- [WHAT YOU NEED TO DO]
1. In the interview passage, what does JH say he imagined during the experience around his first year of college?
2. Resume the interview passage from its last line, carrying on in the same reflective voice.

- [SUPPLIED PASSAGE]

◆ ◆ ◆ ◆ ◆ ◆ ◆

At this point, I have to ask: “John, a number of your characters have psychotic breaks. You talk openly in The End of Science about your psychedelically fueled psychotic episodes. Could you talk more about it from the perspective of today over forty years later?”
JH “You mean the first time?”
JH “That would be around my first year of college. It was an incredible experience of imagining I was God”
“But wasn’t it chaotic? Did you feel afterward you had learned anything useful?”
JH (shrugging) “I felt underneath it there was a sense of unity of oneness with the cosmos. Something I feel a need to understand. Something I think science… which I love, science alone… cannot solve… So I think I will never stop looking…”
As good a place as any to stop, but before I do, not to be missed, in his account of Elyn Saks.
“Elyn, Elyn…. Watermelon.”

◆ ◆ ◆ ◆ ◆ ◆ ◆

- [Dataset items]
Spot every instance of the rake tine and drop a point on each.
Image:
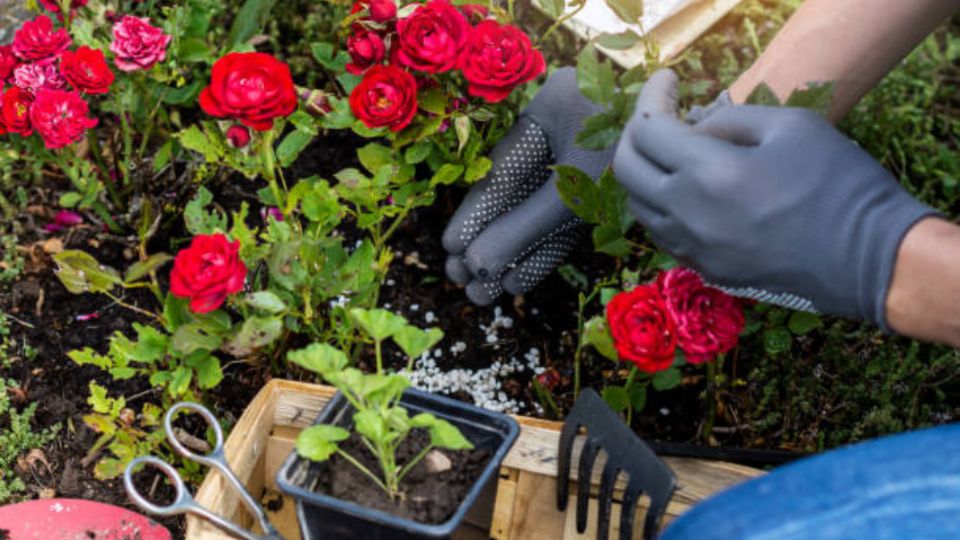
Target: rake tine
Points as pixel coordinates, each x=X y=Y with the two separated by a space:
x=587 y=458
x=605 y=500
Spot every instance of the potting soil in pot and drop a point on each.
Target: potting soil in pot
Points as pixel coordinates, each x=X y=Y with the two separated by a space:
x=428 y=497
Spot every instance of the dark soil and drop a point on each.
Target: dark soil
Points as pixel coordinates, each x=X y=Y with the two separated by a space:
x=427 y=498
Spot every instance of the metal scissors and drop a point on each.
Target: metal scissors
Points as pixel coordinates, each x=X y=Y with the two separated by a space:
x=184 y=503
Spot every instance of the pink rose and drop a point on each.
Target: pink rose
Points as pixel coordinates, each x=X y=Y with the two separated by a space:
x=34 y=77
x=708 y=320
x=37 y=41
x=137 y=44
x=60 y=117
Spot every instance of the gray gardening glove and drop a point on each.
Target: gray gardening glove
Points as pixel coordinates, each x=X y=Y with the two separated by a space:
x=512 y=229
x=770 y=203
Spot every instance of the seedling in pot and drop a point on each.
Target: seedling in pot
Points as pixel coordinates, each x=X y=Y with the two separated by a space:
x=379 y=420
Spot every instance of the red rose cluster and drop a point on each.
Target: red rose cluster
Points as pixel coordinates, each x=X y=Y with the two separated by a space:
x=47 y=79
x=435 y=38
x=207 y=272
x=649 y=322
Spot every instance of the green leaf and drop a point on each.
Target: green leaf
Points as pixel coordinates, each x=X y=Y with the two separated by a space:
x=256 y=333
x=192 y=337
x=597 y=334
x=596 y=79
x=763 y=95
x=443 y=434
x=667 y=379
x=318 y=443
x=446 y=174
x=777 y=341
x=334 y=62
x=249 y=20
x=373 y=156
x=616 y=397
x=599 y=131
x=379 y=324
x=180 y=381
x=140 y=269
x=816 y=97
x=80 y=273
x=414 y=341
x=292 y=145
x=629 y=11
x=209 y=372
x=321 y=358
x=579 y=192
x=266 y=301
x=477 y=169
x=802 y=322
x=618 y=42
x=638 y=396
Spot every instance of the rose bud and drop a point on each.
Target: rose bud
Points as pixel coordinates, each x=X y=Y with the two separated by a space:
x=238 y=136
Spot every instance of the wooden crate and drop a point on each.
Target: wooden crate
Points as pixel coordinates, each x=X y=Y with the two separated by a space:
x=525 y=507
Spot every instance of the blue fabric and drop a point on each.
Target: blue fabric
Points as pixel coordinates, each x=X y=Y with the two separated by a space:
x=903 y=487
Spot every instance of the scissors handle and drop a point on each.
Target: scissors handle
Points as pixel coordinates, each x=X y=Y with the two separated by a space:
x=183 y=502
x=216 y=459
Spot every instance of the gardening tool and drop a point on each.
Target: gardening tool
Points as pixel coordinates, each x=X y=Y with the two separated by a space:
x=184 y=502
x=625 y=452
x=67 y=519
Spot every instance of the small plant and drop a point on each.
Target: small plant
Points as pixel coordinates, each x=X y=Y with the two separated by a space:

◆ ◆ ◆ ◆ ◆ ◆ ◆

- [ANSWERS FOR THIS EXERCISE]
1. He imagined that he was God.

2.
That’s what she remembers her classmates called her in school. It didn’t stop her from graduating at the top of her class at Vanderbilt and Yale Law School, and from getting a doctorate in psychoanalysis, from becoming a psychoanalyst/ a legal scholar. Nor did it stop her from receiving a diagnosis of being schizophrenic with a “grave” prognosis. When she was a philosophy student at Oxford, she estimates “80% of my thoughts are psychotic”. She puts high priority on her antipsychotic medications, as a necessary biomedical crutch to stabilize her, but she considers Freud to have provided a window on the human mind that is “richer and deeper” than anything we have.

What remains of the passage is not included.